→ ARBEITSAUFTRÄGE:
1 > In welchem Jahr war Aicher laut dem Textauszug an der Gründung der Hochschule für Gestaltung in Ulm beteiligt?
2 > Gib nur die Zeilen der Auflistung von der Zeile mit „motor in the photo above.“ bis zum Ende der Auflistung erneut aus. Ersetze darin „keypoint“ durch „point“ und lass alles andere unverändert.

── TEXTAUSZUG

Aicher verstand sich zudem als politischer Gestalter: Schon als Junge stand er dem Hitlerkult in Deutschland kritisch gegenüber, später heiratete er Inge Scholl, die älteste Schwester von Hans und Sophie Scholl.
1953 gehörte er zu den Gründern der Hochschule für Gestaltung in Ulm. Diese sei mit der Absicht gegründet worden „Deutschland nach dem Nazi-Regime durch Design zu demokratisieren, durch sachliche, rationale Gestaltung“, sagt Kosok. Aicher sei ein großes Vorbild für Gestalterinnen und Gestalter, die mit ihrer Arbeit die Welt neu entwerfen wollen.

Design kann Gutes wie Schlechtes bewirken

Design könne die Welt verbessern und die Demokratie fördern, man dürfe aber nicht die Augen davor verschließen, dass Design das „an ganz vielen Stellen“ auch nichts bewirke, betont Kosok. Design sei zudem auch immer wieder daran beteiligt, Menschen auszuschließen.

────
── VORLIEGENDE DATEN

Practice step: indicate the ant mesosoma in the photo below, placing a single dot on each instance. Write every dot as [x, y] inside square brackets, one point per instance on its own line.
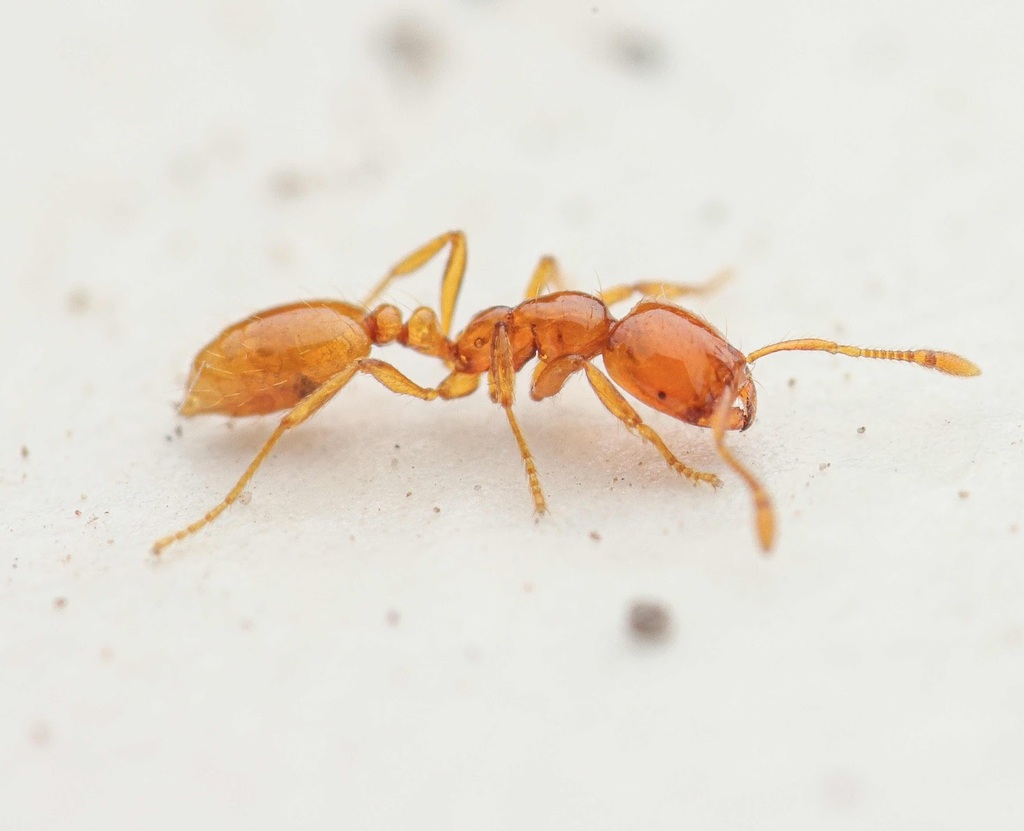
[298, 356]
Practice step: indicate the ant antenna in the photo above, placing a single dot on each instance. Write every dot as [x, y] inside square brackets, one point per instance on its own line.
[943, 361]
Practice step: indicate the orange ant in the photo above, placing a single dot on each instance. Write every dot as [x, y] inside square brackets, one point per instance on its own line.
[297, 357]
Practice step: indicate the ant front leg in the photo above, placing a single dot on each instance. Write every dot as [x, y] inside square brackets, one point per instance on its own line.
[550, 378]
[455, 269]
[383, 373]
[501, 380]
[669, 291]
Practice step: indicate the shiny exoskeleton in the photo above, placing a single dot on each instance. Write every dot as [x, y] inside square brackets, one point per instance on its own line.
[297, 357]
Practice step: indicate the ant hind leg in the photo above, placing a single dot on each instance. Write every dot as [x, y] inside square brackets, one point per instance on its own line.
[502, 382]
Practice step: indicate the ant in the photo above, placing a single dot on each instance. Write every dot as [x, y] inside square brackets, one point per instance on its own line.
[298, 356]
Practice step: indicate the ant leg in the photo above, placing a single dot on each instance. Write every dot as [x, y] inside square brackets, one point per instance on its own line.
[384, 373]
[943, 361]
[455, 269]
[546, 275]
[764, 514]
[551, 379]
[669, 291]
[501, 379]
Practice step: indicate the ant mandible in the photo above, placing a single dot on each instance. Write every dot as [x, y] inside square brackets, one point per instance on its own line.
[297, 357]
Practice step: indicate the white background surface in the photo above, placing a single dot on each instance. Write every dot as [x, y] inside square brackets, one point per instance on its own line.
[169, 168]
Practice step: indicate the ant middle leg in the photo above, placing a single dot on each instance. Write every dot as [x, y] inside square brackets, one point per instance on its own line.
[501, 380]
[668, 291]
[550, 378]
[455, 270]
[763, 512]
[382, 372]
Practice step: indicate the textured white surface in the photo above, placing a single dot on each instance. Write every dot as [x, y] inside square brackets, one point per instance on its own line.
[171, 167]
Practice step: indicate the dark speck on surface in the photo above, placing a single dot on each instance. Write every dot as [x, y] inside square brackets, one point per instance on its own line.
[649, 620]
[638, 51]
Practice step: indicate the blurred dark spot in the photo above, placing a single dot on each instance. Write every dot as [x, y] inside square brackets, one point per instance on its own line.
[290, 184]
[411, 47]
[638, 51]
[649, 620]
[79, 301]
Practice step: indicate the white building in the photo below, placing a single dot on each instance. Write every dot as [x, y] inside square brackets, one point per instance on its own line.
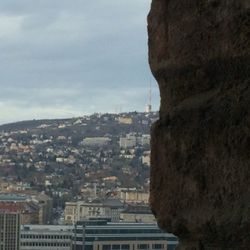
[46, 237]
[129, 141]
[80, 210]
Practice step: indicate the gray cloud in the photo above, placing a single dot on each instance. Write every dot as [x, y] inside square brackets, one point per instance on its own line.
[61, 58]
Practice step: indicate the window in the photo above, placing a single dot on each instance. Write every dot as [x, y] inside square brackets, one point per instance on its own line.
[106, 247]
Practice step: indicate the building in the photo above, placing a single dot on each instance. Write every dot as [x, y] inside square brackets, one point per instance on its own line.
[133, 196]
[9, 230]
[137, 213]
[96, 141]
[103, 235]
[81, 210]
[125, 120]
[33, 209]
[129, 141]
[46, 237]
[98, 234]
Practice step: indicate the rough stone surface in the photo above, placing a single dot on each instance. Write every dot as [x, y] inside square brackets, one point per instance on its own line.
[199, 53]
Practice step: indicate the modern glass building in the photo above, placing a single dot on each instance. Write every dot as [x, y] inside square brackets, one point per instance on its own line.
[9, 230]
[96, 234]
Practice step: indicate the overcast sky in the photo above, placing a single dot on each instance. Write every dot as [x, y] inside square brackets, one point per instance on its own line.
[64, 58]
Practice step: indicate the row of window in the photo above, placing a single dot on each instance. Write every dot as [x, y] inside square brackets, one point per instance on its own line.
[119, 231]
[45, 236]
[127, 247]
[45, 244]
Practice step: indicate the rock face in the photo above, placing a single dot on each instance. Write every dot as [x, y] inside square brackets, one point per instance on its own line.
[199, 53]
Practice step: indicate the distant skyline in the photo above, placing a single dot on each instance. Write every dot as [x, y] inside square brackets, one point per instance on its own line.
[65, 58]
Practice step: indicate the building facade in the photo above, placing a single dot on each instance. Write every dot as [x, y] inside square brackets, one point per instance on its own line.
[9, 230]
[102, 235]
[46, 237]
[96, 234]
[80, 210]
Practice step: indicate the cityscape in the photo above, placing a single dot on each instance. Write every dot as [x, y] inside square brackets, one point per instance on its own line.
[79, 183]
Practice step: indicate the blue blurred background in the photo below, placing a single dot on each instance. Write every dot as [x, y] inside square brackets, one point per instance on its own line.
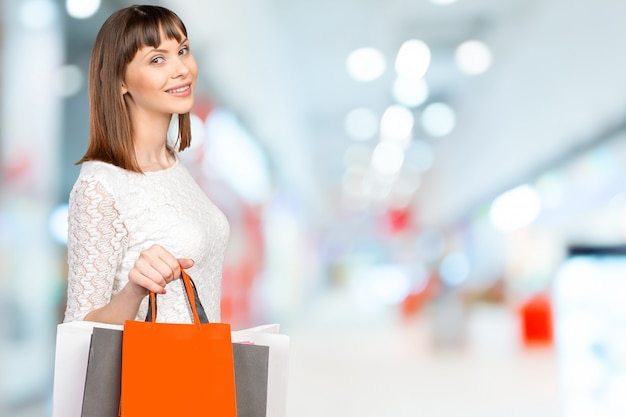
[428, 195]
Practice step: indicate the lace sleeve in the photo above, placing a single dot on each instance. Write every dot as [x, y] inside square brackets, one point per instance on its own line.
[95, 243]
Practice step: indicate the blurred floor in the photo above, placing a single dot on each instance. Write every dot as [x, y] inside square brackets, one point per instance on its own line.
[348, 361]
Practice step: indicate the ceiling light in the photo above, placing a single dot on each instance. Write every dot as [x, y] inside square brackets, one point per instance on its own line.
[473, 57]
[410, 92]
[438, 119]
[515, 208]
[82, 9]
[413, 59]
[396, 123]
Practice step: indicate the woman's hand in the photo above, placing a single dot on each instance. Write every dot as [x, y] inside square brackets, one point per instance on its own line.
[154, 269]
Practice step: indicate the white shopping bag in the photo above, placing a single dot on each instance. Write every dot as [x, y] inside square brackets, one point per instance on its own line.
[70, 366]
[278, 369]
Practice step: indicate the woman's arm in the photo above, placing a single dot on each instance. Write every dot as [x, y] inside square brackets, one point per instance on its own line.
[97, 240]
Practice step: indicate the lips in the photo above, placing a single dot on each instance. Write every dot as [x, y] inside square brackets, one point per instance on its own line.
[179, 90]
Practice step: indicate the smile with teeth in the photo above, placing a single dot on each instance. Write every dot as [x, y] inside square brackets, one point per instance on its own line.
[179, 90]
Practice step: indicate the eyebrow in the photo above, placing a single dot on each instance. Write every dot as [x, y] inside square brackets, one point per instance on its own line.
[164, 50]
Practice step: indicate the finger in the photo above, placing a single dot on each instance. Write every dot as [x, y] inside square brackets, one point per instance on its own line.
[162, 262]
[138, 278]
[185, 263]
[153, 269]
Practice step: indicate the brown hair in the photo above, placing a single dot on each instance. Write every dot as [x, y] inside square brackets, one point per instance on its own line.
[120, 37]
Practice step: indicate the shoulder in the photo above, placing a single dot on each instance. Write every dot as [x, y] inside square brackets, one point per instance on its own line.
[101, 174]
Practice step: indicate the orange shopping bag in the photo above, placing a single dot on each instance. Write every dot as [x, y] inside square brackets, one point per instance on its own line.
[177, 369]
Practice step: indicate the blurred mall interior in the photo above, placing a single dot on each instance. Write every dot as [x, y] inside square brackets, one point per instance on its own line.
[428, 195]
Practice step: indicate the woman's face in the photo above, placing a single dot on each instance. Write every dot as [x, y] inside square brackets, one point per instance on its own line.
[160, 81]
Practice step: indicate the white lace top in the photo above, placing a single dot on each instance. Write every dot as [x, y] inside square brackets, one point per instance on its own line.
[114, 214]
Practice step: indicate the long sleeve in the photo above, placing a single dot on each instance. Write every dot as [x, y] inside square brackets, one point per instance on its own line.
[97, 239]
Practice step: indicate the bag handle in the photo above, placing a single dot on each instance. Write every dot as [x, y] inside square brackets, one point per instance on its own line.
[198, 314]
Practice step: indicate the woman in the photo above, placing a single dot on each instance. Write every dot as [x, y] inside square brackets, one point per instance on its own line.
[136, 216]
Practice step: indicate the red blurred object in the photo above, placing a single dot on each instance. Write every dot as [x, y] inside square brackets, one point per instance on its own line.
[398, 220]
[536, 321]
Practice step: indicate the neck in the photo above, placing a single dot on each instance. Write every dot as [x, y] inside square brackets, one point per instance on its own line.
[150, 141]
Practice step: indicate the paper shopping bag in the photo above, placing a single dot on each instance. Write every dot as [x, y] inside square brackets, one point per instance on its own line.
[70, 366]
[103, 379]
[171, 369]
[278, 364]
[251, 367]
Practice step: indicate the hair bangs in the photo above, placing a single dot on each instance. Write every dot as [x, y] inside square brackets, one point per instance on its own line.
[147, 26]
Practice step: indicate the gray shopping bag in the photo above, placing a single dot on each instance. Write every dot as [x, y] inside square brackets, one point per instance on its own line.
[251, 373]
[103, 379]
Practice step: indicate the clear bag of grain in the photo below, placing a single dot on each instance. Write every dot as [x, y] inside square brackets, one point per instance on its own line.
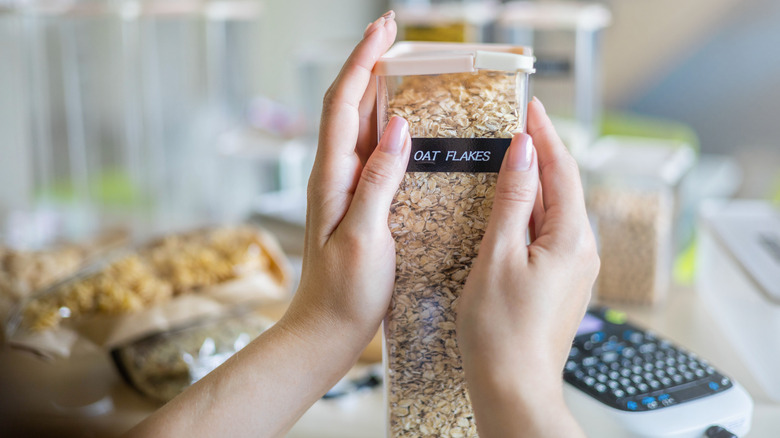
[162, 365]
[150, 288]
[463, 104]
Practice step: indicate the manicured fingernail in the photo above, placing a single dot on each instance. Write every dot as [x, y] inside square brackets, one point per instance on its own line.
[536, 99]
[521, 153]
[395, 136]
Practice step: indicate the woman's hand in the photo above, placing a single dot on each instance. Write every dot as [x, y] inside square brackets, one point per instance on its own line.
[522, 304]
[348, 274]
[349, 255]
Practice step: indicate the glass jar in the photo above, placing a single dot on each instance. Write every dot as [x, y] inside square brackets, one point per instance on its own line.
[463, 104]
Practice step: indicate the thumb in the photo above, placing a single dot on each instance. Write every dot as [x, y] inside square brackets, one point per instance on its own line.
[380, 177]
[516, 190]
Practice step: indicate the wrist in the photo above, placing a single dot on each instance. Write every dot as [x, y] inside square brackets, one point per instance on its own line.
[318, 327]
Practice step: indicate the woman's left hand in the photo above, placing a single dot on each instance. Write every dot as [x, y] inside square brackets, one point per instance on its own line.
[349, 255]
[347, 280]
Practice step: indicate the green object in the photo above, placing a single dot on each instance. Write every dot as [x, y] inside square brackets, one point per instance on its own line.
[634, 125]
[615, 316]
[776, 190]
[112, 188]
[685, 265]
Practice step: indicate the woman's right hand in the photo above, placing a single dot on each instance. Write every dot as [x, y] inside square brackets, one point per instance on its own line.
[522, 303]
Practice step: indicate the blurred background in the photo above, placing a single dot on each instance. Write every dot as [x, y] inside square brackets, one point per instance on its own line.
[127, 119]
[158, 115]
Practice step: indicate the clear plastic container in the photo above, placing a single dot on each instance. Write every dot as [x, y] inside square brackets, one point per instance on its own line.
[632, 186]
[566, 37]
[462, 21]
[463, 104]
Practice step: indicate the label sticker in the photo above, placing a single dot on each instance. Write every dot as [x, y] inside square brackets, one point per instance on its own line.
[457, 154]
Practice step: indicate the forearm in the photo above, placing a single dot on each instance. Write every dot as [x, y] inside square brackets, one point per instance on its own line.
[265, 388]
[509, 407]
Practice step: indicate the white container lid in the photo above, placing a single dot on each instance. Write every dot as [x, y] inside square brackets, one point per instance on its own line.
[749, 230]
[416, 58]
[555, 15]
[477, 13]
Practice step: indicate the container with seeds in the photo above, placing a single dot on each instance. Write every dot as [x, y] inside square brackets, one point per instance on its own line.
[463, 104]
[632, 196]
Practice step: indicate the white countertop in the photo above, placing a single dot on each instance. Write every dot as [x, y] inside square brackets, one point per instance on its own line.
[38, 397]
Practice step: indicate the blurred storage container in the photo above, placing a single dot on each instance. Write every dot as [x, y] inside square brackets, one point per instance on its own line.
[738, 279]
[462, 21]
[632, 196]
[566, 37]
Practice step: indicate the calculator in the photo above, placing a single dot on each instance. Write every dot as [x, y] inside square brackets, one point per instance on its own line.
[636, 383]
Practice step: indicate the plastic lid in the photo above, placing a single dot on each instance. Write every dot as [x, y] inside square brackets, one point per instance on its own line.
[478, 13]
[413, 58]
[750, 231]
[556, 15]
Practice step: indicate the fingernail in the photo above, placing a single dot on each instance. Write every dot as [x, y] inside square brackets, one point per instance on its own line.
[374, 26]
[395, 136]
[521, 153]
[536, 99]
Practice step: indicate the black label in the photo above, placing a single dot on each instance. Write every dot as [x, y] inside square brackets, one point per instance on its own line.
[457, 154]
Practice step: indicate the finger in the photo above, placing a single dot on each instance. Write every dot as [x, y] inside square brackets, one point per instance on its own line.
[367, 136]
[559, 174]
[341, 107]
[380, 178]
[537, 216]
[516, 190]
[336, 167]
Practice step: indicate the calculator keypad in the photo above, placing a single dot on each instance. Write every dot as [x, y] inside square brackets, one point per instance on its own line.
[632, 370]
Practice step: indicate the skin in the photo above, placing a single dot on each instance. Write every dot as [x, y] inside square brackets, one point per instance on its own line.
[522, 303]
[349, 269]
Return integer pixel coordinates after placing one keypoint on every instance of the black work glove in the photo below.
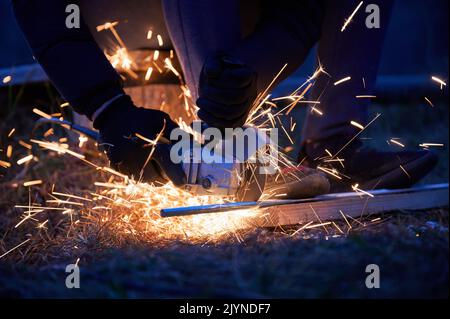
(227, 90)
(118, 125)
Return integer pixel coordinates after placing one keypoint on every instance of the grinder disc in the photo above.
(252, 183)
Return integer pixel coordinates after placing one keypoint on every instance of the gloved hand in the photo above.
(118, 125)
(227, 89)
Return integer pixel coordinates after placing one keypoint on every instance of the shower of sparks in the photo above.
(32, 183)
(360, 191)
(15, 247)
(41, 113)
(25, 159)
(9, 151)
(148, 74)
(7, 79)
(11, 132)
(168, 65)
(438, 80)
(349, 19)
(5, 164)
(348, 78)
(429, 101)
(160, 41)
(356, 124)
(155, 55)
(394, 141)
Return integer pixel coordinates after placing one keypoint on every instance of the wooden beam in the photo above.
(328, 207)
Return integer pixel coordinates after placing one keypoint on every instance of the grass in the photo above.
(411, 248)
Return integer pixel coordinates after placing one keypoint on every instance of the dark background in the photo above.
(416, 46)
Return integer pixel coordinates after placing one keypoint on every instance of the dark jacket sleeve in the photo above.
(70, 57)
(287, 30)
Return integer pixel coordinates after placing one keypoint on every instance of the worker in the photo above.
(229, 55)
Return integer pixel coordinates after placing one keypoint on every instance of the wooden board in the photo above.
(328, 207)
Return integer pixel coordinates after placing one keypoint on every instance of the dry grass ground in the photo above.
(411, 248)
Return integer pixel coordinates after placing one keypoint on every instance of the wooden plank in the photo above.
(328, 207)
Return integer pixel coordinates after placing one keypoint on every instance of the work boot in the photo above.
(296, 182)
(349, 164)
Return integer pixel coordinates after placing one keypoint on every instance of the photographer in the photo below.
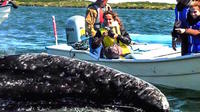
(113, 37)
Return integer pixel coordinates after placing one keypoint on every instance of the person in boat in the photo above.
(193, 29)
(181, 11)
(94, 20)
(113, 37)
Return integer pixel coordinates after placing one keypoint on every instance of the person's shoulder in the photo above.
(91, 6)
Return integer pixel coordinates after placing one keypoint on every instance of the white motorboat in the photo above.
(155, 63)
(4, 12)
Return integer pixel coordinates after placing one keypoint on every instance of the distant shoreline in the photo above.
(84, 4)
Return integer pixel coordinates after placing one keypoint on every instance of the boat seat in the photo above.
(96, 52)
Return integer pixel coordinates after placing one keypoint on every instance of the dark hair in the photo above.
(114, 15)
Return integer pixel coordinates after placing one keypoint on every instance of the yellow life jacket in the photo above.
(109, 41)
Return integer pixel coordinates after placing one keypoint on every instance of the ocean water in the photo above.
(29, 30)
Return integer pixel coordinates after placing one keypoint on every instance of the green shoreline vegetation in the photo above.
(83, 3)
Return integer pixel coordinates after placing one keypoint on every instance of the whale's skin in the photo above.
(40, 77)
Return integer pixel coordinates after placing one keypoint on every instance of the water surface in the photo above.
(29, 30)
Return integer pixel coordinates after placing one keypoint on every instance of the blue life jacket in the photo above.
(194, 41)
(182, 16)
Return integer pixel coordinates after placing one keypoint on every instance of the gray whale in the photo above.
(42, 77)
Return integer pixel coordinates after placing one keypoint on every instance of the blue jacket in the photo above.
(194, 41)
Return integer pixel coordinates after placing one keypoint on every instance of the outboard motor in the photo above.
(75, 30)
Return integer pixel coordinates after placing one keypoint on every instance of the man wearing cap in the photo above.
(94, 16)
(94, 20)
(181, 11)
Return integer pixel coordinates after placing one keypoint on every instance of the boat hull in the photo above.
(4, 12)
(178, 72)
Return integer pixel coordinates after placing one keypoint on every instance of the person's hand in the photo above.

────

→ ERGEBNISSE DER REIHE:
1 > 1953

2 >
Return integer pixel coordinates after placing one point on every instance of the outboard motor in the photo above.
(75, 30)
Return integer pixel coordinates after placing one point on every instance of the man wearing cap in the photo above.
(94, 16)
(94, 20)
(181, 11)
Return integer pixel coordinates after placing one point on every instance of the boat hull in the photo above.
(4, 12)
(178, 72)
Return integer pixel coordinates after placing one point on every instance of the person's hand in the photo above.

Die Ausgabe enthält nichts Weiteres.